- [Exercise]
Can you convert each line of the material below into a JSON list of strings, one string per line, leaving out any blank lines?
* Begin *
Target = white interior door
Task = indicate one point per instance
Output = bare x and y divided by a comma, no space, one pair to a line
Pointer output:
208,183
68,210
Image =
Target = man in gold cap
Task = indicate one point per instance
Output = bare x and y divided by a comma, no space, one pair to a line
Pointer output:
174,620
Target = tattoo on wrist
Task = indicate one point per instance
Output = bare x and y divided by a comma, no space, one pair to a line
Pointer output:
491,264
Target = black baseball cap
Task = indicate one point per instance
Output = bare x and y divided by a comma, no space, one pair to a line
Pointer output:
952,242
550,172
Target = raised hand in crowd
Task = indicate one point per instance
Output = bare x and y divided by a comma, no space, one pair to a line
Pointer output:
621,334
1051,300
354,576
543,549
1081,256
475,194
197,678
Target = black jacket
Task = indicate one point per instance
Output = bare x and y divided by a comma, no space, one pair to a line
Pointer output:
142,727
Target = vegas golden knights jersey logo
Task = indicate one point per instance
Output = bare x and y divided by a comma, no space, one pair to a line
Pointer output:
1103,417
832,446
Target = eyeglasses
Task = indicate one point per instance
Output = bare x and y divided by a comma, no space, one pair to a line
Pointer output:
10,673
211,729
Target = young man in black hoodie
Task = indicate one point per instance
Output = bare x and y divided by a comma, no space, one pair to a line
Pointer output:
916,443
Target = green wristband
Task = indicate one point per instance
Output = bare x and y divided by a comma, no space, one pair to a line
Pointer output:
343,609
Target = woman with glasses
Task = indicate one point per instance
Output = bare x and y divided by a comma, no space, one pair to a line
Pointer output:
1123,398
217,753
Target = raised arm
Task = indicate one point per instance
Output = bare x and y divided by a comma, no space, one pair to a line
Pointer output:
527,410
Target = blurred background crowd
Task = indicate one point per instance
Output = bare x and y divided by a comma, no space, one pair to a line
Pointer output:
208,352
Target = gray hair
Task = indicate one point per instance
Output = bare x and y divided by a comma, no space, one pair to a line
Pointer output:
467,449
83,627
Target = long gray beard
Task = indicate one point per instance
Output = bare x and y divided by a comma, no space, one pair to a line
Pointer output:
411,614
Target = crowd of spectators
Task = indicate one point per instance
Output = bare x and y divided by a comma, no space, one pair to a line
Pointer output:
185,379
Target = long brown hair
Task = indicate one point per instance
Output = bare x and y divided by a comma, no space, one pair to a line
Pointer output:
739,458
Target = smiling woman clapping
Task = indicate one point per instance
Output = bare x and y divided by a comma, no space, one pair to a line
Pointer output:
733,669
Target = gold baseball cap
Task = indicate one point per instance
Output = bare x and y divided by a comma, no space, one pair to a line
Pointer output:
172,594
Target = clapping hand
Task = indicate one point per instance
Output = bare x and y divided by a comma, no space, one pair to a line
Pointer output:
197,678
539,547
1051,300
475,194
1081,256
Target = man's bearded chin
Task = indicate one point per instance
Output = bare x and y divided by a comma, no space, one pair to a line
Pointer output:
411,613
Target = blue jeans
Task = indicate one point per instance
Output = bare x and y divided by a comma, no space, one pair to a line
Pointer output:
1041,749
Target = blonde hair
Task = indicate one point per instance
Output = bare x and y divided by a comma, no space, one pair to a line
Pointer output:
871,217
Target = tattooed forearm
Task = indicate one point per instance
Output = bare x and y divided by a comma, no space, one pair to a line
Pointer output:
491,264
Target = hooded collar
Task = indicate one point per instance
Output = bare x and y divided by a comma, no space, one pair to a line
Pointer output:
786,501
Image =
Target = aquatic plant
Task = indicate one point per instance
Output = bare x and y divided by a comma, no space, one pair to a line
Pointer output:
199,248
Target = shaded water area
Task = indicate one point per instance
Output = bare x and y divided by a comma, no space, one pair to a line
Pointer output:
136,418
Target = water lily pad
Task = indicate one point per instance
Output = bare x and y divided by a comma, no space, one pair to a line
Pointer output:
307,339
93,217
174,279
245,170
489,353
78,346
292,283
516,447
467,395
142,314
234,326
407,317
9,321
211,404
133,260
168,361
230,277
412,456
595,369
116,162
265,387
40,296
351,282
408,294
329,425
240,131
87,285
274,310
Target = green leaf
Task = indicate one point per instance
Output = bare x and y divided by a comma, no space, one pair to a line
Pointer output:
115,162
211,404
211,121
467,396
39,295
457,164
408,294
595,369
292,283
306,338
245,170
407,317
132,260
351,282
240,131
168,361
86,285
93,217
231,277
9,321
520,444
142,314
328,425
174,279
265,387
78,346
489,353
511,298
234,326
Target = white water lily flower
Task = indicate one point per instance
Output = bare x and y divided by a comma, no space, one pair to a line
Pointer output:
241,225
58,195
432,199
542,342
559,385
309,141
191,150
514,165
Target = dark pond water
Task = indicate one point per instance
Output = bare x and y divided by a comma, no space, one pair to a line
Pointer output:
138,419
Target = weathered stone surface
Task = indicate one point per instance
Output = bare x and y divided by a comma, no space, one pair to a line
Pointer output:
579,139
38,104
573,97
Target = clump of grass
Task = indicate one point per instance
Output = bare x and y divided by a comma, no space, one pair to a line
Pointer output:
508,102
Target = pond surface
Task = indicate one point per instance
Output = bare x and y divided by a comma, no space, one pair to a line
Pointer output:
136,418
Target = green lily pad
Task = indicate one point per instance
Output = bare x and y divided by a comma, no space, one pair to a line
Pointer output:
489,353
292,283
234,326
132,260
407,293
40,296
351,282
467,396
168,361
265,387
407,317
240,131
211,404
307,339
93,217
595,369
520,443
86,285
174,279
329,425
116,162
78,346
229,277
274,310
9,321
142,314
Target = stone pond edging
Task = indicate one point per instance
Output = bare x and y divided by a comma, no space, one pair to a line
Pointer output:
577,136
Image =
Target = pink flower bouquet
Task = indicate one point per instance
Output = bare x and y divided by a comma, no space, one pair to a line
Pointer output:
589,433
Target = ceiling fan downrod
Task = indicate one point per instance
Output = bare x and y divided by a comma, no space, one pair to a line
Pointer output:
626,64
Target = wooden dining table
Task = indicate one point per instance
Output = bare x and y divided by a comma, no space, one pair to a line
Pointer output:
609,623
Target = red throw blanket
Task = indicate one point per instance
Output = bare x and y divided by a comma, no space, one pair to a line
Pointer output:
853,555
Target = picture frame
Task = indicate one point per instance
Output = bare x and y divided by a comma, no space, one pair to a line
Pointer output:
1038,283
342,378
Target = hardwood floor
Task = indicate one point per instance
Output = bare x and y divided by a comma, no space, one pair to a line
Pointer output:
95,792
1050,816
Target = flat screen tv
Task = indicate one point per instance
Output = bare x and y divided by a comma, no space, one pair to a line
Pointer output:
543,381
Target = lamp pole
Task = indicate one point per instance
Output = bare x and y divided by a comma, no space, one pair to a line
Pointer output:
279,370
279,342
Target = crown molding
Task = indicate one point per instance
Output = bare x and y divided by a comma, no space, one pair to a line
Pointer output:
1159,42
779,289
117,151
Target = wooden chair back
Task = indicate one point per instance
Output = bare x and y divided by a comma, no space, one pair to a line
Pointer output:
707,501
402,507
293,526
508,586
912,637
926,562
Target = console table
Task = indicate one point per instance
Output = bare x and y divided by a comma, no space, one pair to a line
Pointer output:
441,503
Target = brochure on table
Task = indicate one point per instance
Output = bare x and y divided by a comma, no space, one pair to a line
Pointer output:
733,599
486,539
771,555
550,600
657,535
* End *
- [Expected answer]
[
  "Target = white interior door",
  "Task = indicate one point per instance",
  "Output = bare x and y divided by a comma, no space, one pair to a line",
  "Pointer output:",
  "208,183",
  "68,210",
  "Image =",
  "Target = man in gold cap",
  "Task = indicate one point per instance",
  "Output = bare x and y divided by a comma, no space, one pair to a line",
  "Pointer output:",
  "174,620",
  "Target = tattoo on wrist",
  "Task = indicate one point per instance",
  "Output = bare x and y divided by a comma, no space, one pair to a line",
  "Pointer output:",
  "491,264",
  "Target = black baseball cap",
  "Task = indicate one point per instance",
  "Output = bare x and y divided by a comma, no space, one pair to a line",
  "Pointer output:",
  "952,242",
  "550,172",
  "Target = raised hand in crowd",
  "Task = indicate one point per instance",
  "Output = bare x and y divided by a comma, no space, one pair to a line",
  "Pointer output:",
  "621,334",
  "1051,300",
  "354,576",
  "543,549",
  "1081,256",
  "475,194",
  "197,678",
  "Target = black jacket",
  "Task = indicate one point per instance",
  "Output = bare x and y divided by a comma, no space, one pair to a line",
  "Pointer output:",
  "142,727",
  "Target = vegas golden knights jersey logo",
  "Task = indicate one point per instance",
  "Output = bare x and y divided by a comma, no space, one pair to a line",
  "Pointer output:",
  "1103,417",
  "832,446",
  "Target = eyeglasses",
  "Task = indicate one point per instance",
  "Output = bare x and y divided by a comma, no space, one pair to a line",
  "Pointer output:",
  "10,673",
  "211,729",
  "Target = young man in black hoodie",
  "Task = indicate one point per instance",
  "Output = bare x and y divided by a comma, no space, one pair to a line",
  "Pointer output:",
  "916,443",
  "Target = green wristband",
  "Task = indicate one point per instance",
  "Output = bare x and y divided by a comma, no space, one pair to a line",
  "Pointer output:",
  "343,609",
  "Target = woman with glasses",
  "Task = indicate one point per instance",
  "Output = bare x and y divided by a comma, no space, one pair to a line",
  "Pointer output:",
  "1123,398",
  "217,753",
  "Target = raised arm",
  "Task = indicate one point per instance",
  "Output = bare x and y divided by a comma, no space, one pair to a line",
  "Pointer output:",
  "527,410",
  "Target = blurred background crowd",
  "Task = indicate one point per instance",
  "Output = bare x and y divided by a comma, no space, one pair to a line",
  "Pointer output:",
  "208,352",
  "Target = gray hair",
  "Task = indicate one point per instance",
  "Output = bare x and y divided by a comma, no space, one pair to a line",
  "Pointer output:",
  "467,449",
  "83,627",
  "Target = long gray beard",
  "Task = indicate one point per instance",
  "Output = bare x and y divided by a comma, no space, one pair to a line",
  "Pointer output:",
  "411,614",
  "Target = crowd of spectators",
  "Task = indicate one point per instance",
  "Output = bare x and y divided by a comma, no space, one pair to a line",
  "Pointer output:",
  "185,379",
  "Target = long brown hair",
  "Task = indicate one point per instance",
  "Output = bare x and y divided by a comma, no space, one pair to a line",
  "Pointer output:",
  "739,458",
  "Target = smiling woman clapping",
  "Task = indicate one point per instance",
  "Output = bare x and y divided by a comma, no space, one pair to a line",
  "Pointer output:",
  "733,669",
  "Target = gold baseball cap",
  "Task = indicate one point per instance",
  "Output = bare x and y divided by a comma, no space, one pair to a line",
  "Pointer output:",
  "172,594",
  "Target = clapping hand",
  "Task = indicate one point per instance",
  "Output = bare x and y divided by a comma, no space, one pair to a line",
  "Pointer output:",
  "197,678",
  "539,547",
  "1051,300",
  "475,194",
  "1081,256",
  "Target = man's bearded chin",
  "Task = indicate one point per instance",
  "Output = bare x and y divided by a comma, no space, one pair to a line",
  "Pointer output:",
  "411,613",
  "Target = blue jeans",
  "Task = indicate one point per instance",
  "Output = bare x and y divided by a comma, no space, one pair to a line",
  "Pointer output:",
  "1041,749",
  "Target = blonde hair",
  "Task = indicate one point per instance",
  "Output = bare x and y divided by a comma, no space, one pair to a line",
  "Pointer output:",
  "871,217",
  "Target = tattooed forearm",
  "Task = indicate one point per instance",
  "Output = bare x and y divided by a comma, no space, one pair to a line",
  "Pointer output:",
  "491,264",
  "Target = hooded collar",
  "Task = indicate one point per instance",
  "Output = bare x and y divided by a comma, no space, one pair to a line",
  "Pointer output:",
  "786,501",
  "Image =",
  "Target = aquatic plant",
  "Task = indicate one point per instance",
  "Output = bare x and y divided by a comma, no space, one pair to a line",
  "Pointer output:",
  "199,248",
  "Target = shaded water area",
  "Task = indicate one point per instance",
  "Output = bare x and y divided by a comma, no space, one pair to a line",
  "Pointer output:",
  "136,418",
  "Target = water lily pad",
  "Task = indicate one point per instance",
  "Output = bare x and y divided by a comma, no space, one pair to a line",
  "Pointer output:",
  "307,339",
  "93,217",
  "174,279",
  "245,170",
  "489,353",
  "78,346",
  "292,283",
  "516,447",
  "467,395",
  "142,314",
  "234,326",
  "407,317",
  "9,321",
  "211,404",
  "133,260",
  "168,361",
  "230,277",
  "412,456",
  "595,369",
  "116,162",
  "265,387",
  "40,296",
  "351,282",
  "408,294",
  "329,425",
  "240,131",
  "87,285",
  "274,310",
  "Target = green leaf",
  "Task = indicate one point per instance",
  "Output = bare x and y divided by a comma, no space, one pair to a line",
  "Pointer output:",
  "115,162",
  "211,404",
  "211,121",
  "467,396",
  "39,295",
  "457,164",
  "408,294",
  "595,369",
  "292,283",
  "306,338",
  "245,170",
  "407,317",
  "132,260",
  "351,282",
  "240,131",
  "168,361",
  "86,285",
  "93,217",
  "231,277",
  "9,321",
  "520,444",
  "142,314",
  "328,425",
  "174,279",
  "265,387",
  "78,346",
  "489,353",
  "511,298",
  "234,326",
  "Target = white water lily flower",
  "Task = indicate one point per instance",
  "Output = bare x and y divided by a comma, no space, one pair to a line",
  "Pointer output:",
  "241,225",
  "58,195",
  "432,199",
  "542,342",
  "559,385",
  "309,141",
  "191,150",
  "514,165",
  "Target = dark pond water",
  "Task = indicate one point per instance",
  "Output = bare x and y divided by a comma, no space, one pair to a line",
  "Pointer output:",
  "138,419",
  "Target = weathered stone surface",
  "Task = indicate one point per instance",
  "Output = bare x and y divided by a comma, no space, one pair to a line",
  "Pointer output:",
  "579,139",
  "38,104",
  "573,97",
  "Target = clump of grass",
  "Task = indicate one point per instance",
  "Output = bare x and y divided by a comma, no space, one pair to a line",
  "Pointer output:",
  "508,102",
  "Target = pond surface",
  "Task = indicate one point per instance",
  "Output = bare x and y divided by a comma, no space, one pair to a line",
  "Pointer output:",
  "136,418",
  "Target = green lily pad",
  "Task = indicate one point per instance",
  "Output = bare x and y divided by a comma, no space, one pair to a line",
  "Pointer output:",
  "489,353",
  "292,283",
  "234,326",
  "132,260",
  "407,293",
  "40,296",
  "351,282",
  "467,396",
  "168,361",
  "265,387",
  "407,317",
  "240,131",
  "211,404",
  "307,339",
  "93,217",
  "595,369",
  "520,443",
  "86,285",
  "174,279",
  "329,425",
  "116,162",
  "78,346",
  "229,277",
  "274,310",
  "9,321",
  "142,314",
  "Target = stone pond edging",
  "Task = indicate one point per instance",
  "Output = bare x and y divided by a comma, no space, one pair to a line",
  "Pointer output:",
  "577,136",
  "Image =",
  "Target = pink flower bouquet",
  "Task = indicate one point per instance",
  "Output = bare x and y divided by a comma, no space, one pair to a line",
  "Pointer output:",
  "589,433",
  "Target = ceiling fan downrod",
  "Task = indicate one point per instance",
  "Output = bare x and y divided by a comma, no space, one pair to a line",
  "Pointer output:",
  "626,64",
  "Target = wooden dining table",
  "Task = indicate one point per instance",
  "Output = bare x and y divided by a comma, no space, one pair to a line",
  "Pointer output:",
  "609,623",
  "Target = red throw blanket",
  "Task = indicate one point per instance",
  "Output = bare x and y divided by a comma, no space, one pair to a line",
  "Pointer output:",
  "853,555",
  "Target = picture frame",
  "Task = indicate one point per instance",
  "Output = bare x and y divided by a comma, no space, one pair to a line",
  "Pointer output:",
  "1038,283",
  "342,378",
  "Target = hardwood floor",
  "Task = indicate one point per instance",
  "Output = bare x and y divided by a comma, no space, one pair to a line",
  "Pointer output:",
  "95,792",
  "1050,816",
  "Target = flat screen tv",
  "Task = indicate one point per instance",
  "Output = bare x and y divided by a comma, no space, one pair to a line",
  "Pointer output:",
  "543,381",
  "Target = lamp pole",
  "Task = indicate one point per instance",
  "Output = bare x and y divided by a comma, no space, one pair to a line",
  "Pointer output:",
  "279,370",
  "279,342",
  "Target = crown molding",
  "Task = indicate one point per instance",
  "Output = bare x and y divided by a comma, no space, one pair to a line",
  "Pointer output:",
  "1159,42",
  "779,289",
  "117,151",
  "Target = wooden chair back",
  "Task = indicate one point per instance",
  "Output = bare x and y divided by a comma, no space, one pair to a line",
  "Pointer output:",
  "707,501",
  "402,507",
  "293,526",
  "508,586",
  "912,637",
  "926,562",
  "Target = console table",
  "Task = indicate one point per instance",
  "Output = bare x and y divided by a comma, no space, one pair to a line",
  "Pointer output:",
  "441,503",
  "Target = brochure on table",
  "Task = indicate one point per instance",
  "Output = bare x and y divided by a comma, no space, one pair to a line",
  "Pointer output:",
  "733,599",
  "486,539",
  "771,555",
  "550,600",
  "657,535"
]